*Kaynaktan Alıntı*
%%
ERCAN DOLAPÇI

Türkiye’de Gladyo tartışması zaman zaman alevlenir. Kimisi “yok” dese de olaylarla bu gizli yapılanmanın varlığı kendisini hissettiriyor. Zaten birçok olayda da açık kuşku ve kanıtlar var. 15 Temmuz darbe girişiminden sonra Gladyo’nun devlet katında ezilmesi ve sonrası suikast ve bombalı eylemlerin bir süre sonra bıçak gibi kesilmesi, onun varlığına ilişkin önemli bir kanıt! Yakın tarihimize baktığımızda özellikle 1952 yılında NATO’ya girmemizle birlikte darbe, tertip, cinayet ve suikastlardaki artış dikkat çekici. Bu dönemde 3 askeri müdahale, bir de darbe girişimi yaşadık. Oysa Türkiye Cumhuriyeti’nin kurucusu Atatürk ve İnönü dönemlerinde darbe girişimi yok. Cumhuriyet’e kasteden olaylarda ise yönetimin ciddi ve kararlı tutumunu görüyoruz. Ayrıca hatırlatalım; Atatürk asla darbeci değil, devrimciydi! İttihat Terakki ve Mütareke dönemlerinde bile bu yönteme başvurma gereği duymadı. Hep halka güvendi ve halkın iradesi ile tarihsel zorlukların üstesinden geldi. Meşru zeminde mücadele verdi. Milli Mücadele de böyle… 

Ne yazık ki NATO süreciyle içimize adım adım NATO’nun gizli yapılanması Gladyo yerleştirildi. Bununla ilk olarak 67 Eylül 1955 olaylarında ve sonraki süreçte tanıştık. Bu olay için Özel Harp Dairesi Başkanı E. Org. Sabri Yirmibeşoğlu, yıllar sonra anılarında “En önemli eylemdi” der. Sabri Paşa en önemli NATO görevlerinde bulunmuş bir isimdi… Başbakan Ecevit de 1978 yılında ona bu yapılanmayı sormuş, müspet bir yanıt alamamıştı… Bu teşkilatı en çok da 12 Eylül 1980 darbesi öncesi meydana gelen anarşi olaylarında gördük. Aynı silahlar bir sol, bir de sağ grupların cinayetlerinde kullanıldı. Genelkurmay kayıtlarına göre darbe öncesi son iki yıl içinde 5 bin 263 vatandaşımız hayatını kaybetti. 15 bine yakın insanımız da yaralandı. Kışkırtılan gruplar adeta darbe için çalıştılar… Darbe olduğunda ise ABD’li istihbaratçılar “Bizim oğlanlar başardı” demişti. Bunun Gladyo olduğu zamanla daha iyi anlaşıldı. Dönemin Başbakanı Demirel’in deyimiyle de “Olaylar, bıçakla kesilir gibi bir gecede kesilmişti”. Demirel şunu da sormuştu: “Ne oldu da bir gün önce akan kan, bir gün sonra durdu?”
%%
(Saklanan kayıtlar)
%%
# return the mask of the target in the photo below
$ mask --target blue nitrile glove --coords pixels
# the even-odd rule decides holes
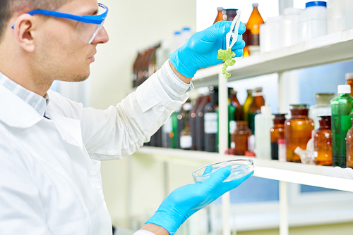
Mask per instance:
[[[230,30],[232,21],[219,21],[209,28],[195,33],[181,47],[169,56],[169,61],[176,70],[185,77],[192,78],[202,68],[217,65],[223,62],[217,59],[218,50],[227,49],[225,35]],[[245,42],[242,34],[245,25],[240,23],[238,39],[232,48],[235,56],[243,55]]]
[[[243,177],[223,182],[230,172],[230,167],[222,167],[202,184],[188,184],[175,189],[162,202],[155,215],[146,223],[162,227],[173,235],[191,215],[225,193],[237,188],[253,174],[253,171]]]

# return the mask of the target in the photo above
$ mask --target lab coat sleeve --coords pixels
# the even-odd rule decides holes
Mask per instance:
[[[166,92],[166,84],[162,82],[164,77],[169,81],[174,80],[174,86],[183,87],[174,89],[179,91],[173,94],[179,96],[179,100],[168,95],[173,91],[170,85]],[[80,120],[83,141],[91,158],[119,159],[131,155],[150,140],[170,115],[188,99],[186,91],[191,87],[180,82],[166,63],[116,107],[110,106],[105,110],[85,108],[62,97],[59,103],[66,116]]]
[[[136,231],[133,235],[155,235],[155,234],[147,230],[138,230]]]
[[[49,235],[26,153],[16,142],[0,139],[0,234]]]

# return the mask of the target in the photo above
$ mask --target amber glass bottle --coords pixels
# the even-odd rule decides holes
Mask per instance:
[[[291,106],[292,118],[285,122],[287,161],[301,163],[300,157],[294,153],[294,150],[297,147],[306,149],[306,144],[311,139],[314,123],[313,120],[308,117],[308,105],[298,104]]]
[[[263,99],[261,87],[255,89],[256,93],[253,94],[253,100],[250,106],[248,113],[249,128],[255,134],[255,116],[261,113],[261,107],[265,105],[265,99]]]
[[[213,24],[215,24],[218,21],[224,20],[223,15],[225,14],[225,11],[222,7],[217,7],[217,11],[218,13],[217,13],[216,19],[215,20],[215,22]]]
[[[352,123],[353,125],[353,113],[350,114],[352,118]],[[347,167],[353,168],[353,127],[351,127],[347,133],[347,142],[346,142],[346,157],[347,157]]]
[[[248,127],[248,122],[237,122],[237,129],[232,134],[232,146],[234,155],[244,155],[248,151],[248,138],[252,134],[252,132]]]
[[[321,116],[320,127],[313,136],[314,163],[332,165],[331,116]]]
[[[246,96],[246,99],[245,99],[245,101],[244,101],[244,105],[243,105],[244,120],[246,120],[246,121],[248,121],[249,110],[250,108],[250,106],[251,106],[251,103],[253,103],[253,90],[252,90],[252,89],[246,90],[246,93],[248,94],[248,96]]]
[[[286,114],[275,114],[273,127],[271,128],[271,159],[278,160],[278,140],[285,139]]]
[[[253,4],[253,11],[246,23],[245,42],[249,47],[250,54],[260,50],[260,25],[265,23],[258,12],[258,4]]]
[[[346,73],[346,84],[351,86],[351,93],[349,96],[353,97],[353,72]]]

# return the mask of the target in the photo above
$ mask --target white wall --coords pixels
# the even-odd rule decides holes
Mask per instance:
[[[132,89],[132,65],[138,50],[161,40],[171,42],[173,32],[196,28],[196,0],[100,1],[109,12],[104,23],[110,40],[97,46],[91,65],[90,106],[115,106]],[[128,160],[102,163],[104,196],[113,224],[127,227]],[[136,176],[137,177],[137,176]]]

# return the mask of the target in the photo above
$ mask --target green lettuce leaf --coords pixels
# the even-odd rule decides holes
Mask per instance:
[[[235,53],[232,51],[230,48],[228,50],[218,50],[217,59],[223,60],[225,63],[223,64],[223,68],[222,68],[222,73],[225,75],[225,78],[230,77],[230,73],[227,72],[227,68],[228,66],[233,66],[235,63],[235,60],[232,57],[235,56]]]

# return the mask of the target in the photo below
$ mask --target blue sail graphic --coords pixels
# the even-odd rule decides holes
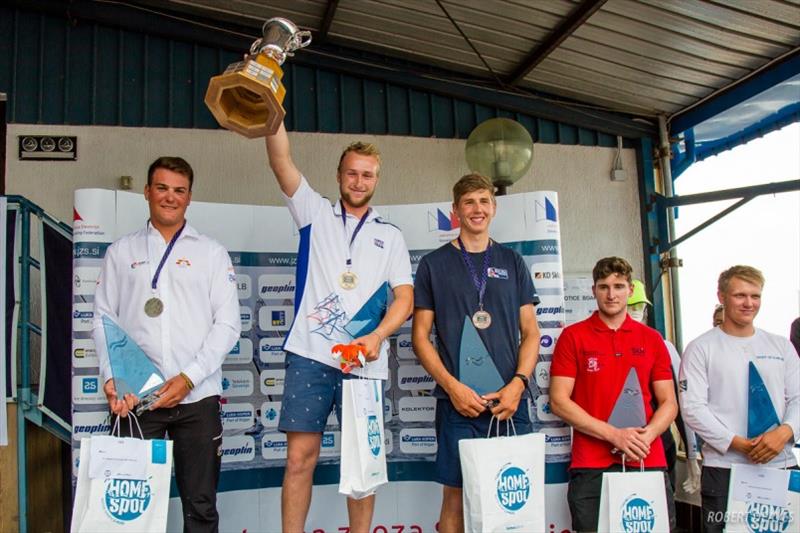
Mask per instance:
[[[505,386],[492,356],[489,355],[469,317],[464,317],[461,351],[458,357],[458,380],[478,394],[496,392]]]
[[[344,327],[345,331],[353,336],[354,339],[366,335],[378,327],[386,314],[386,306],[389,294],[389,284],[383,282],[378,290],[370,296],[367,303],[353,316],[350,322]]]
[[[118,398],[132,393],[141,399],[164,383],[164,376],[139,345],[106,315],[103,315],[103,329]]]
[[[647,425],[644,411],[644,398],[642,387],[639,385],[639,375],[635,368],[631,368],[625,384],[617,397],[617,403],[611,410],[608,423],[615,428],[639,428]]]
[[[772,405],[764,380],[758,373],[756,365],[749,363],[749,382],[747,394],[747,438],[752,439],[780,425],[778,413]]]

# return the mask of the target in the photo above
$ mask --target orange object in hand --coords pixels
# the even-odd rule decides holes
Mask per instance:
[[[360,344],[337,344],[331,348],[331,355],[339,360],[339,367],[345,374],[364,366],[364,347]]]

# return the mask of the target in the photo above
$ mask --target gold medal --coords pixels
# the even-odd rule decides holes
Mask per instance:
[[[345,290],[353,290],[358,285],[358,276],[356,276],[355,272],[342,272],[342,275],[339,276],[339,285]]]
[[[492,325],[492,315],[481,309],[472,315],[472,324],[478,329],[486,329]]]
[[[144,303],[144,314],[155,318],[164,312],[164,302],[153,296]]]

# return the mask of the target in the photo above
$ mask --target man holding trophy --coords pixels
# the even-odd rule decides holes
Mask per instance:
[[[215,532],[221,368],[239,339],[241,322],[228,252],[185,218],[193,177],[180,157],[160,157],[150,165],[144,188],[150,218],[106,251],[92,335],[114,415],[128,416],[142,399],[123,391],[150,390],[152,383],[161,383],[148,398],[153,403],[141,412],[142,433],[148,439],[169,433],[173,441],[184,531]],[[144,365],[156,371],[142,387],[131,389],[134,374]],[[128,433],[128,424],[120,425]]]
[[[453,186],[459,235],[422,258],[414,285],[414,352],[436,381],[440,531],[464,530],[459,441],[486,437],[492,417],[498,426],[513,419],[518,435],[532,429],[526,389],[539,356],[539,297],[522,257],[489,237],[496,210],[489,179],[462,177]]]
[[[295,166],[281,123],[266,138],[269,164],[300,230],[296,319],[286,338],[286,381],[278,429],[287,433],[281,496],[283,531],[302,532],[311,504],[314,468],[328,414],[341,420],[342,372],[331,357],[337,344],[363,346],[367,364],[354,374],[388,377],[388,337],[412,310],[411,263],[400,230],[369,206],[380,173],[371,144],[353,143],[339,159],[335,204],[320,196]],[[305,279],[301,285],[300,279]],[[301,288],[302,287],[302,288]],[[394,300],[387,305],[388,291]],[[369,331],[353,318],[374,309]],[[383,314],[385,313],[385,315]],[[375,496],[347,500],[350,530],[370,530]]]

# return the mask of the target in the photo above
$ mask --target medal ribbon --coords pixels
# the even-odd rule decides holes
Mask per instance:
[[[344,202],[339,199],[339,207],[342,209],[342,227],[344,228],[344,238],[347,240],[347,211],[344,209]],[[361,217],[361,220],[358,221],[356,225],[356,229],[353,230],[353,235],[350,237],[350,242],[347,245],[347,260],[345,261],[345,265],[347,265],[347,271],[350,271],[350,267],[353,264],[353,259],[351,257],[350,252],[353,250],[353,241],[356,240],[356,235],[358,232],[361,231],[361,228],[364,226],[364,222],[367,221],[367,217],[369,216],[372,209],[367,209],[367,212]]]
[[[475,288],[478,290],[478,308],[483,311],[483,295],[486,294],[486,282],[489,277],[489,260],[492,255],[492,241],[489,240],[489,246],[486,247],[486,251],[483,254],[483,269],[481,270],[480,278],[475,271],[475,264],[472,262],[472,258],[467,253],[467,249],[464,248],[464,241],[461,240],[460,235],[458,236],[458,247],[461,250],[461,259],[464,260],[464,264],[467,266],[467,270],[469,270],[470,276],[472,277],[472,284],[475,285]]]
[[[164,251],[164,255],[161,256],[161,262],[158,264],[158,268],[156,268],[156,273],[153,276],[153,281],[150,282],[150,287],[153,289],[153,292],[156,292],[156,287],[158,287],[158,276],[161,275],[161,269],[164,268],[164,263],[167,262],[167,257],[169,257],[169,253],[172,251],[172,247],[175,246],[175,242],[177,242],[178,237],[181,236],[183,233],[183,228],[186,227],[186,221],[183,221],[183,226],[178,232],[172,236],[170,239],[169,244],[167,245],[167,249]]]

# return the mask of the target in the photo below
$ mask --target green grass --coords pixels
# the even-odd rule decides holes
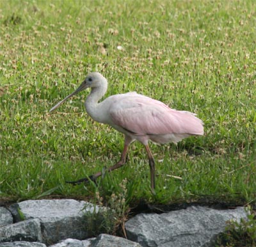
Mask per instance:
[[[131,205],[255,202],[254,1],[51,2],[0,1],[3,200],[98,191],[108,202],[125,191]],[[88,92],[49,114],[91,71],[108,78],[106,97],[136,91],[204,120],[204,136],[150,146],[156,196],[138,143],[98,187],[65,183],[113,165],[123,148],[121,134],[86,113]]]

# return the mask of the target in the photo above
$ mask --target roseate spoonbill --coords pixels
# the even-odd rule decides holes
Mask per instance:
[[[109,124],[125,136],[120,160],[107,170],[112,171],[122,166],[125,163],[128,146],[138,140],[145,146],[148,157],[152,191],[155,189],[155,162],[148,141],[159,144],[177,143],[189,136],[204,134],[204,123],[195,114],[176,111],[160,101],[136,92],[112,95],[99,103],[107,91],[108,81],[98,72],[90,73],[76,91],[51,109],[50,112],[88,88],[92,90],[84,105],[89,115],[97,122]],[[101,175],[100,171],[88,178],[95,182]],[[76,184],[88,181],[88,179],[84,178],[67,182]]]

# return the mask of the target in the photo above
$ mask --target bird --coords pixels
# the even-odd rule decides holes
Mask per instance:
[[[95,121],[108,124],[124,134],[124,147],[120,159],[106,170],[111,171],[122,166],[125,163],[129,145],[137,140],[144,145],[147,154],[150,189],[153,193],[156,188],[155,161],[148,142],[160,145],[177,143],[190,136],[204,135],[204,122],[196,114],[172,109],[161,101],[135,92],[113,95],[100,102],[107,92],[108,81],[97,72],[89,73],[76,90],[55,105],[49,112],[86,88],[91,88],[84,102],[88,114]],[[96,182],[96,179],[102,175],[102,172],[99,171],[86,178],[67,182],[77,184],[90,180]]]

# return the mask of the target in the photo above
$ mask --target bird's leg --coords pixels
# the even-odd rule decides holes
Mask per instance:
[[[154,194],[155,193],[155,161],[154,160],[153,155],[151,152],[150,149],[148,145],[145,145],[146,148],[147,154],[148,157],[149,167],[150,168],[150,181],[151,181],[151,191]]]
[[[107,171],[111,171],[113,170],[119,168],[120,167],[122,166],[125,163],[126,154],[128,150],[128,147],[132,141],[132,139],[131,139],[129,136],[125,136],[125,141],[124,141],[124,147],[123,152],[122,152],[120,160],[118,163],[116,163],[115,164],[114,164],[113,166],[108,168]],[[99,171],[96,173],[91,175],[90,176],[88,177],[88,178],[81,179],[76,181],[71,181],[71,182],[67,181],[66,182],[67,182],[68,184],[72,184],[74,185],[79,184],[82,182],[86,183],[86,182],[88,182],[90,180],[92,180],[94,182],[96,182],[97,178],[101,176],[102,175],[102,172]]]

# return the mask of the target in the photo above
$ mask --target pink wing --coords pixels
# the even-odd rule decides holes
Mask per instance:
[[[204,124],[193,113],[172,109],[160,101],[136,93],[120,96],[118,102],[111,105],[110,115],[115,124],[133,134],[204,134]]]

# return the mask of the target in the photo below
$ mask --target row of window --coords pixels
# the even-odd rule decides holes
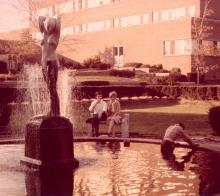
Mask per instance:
%%
*Amaç 1*
Gladyo metnine göre Genelkurmay kayıtları, 12 Eylül 1980 darbesinden önceki son iki yılda kaç vatandaşın hayatını kaybettiğini gösteriyor?
*Amaç 2*
Listede "blue" sözcüğünü içeren her satırı lütfen sırala.

*Nihai Sonuç 1*
5 bin 263 vatandaş.

*Nihai Sonuç 2*
$ mask --target blue nitrile glove --coords pixels
$ mask --target blue sail graphic --coords pixels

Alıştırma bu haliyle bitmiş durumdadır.